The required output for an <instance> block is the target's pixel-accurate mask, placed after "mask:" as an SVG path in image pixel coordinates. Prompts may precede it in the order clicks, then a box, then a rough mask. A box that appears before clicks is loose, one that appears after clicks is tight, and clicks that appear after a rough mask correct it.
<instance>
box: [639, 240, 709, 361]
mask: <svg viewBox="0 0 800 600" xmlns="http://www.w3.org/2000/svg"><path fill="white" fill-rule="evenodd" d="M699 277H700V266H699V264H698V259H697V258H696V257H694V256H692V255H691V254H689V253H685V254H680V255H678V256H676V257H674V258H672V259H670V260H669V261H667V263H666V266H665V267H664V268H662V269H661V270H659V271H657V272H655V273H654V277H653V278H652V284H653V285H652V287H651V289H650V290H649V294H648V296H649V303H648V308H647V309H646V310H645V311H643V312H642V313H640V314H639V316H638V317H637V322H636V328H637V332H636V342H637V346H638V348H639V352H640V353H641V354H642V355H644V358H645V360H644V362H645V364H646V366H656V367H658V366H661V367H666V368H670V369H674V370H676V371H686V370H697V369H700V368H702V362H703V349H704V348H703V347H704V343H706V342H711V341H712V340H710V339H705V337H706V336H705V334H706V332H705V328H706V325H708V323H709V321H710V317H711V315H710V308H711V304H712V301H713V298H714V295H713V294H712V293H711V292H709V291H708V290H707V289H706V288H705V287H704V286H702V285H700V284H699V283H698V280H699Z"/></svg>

※

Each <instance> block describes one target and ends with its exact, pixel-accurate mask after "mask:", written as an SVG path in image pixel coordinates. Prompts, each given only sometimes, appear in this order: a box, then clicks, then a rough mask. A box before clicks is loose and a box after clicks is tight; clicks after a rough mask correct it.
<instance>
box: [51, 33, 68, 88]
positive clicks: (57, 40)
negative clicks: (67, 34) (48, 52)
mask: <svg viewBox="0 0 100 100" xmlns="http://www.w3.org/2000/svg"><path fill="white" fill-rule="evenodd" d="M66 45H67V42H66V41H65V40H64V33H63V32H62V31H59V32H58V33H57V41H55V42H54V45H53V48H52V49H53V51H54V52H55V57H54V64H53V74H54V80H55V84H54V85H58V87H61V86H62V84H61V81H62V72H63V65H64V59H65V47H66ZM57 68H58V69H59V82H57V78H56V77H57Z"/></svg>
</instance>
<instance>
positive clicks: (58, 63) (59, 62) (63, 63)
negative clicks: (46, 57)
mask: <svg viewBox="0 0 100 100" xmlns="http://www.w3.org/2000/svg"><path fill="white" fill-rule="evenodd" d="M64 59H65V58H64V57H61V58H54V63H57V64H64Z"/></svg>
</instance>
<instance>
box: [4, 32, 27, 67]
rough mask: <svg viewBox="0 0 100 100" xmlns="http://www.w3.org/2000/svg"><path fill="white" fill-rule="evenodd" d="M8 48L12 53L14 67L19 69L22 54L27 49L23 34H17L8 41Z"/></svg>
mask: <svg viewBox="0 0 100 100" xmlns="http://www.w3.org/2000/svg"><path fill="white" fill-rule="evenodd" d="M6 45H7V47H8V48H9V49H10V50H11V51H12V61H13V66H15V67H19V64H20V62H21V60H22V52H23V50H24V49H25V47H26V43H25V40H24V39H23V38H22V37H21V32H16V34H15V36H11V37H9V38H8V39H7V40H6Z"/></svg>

※

> Exercise objective: Rewrite the lines from the one containing "The required output" through the one containing "box: [639, 240, 709, 361]", inclusive, renaming "clicks" to "points" throughout and changing nothing else.

> Response for this exercise:
The required output for an <instance> block is the target's pixel-accurate mask, placed after "mask:" as an SVG path in image pixel coordinates. Prompts may precede it in the order points, then a box, then a rough mask. A box that appears before points is loose, one that appears after points is tight, and points that appear after a rough mask correct it.
<instance>
box: [639, 240, 709, 361]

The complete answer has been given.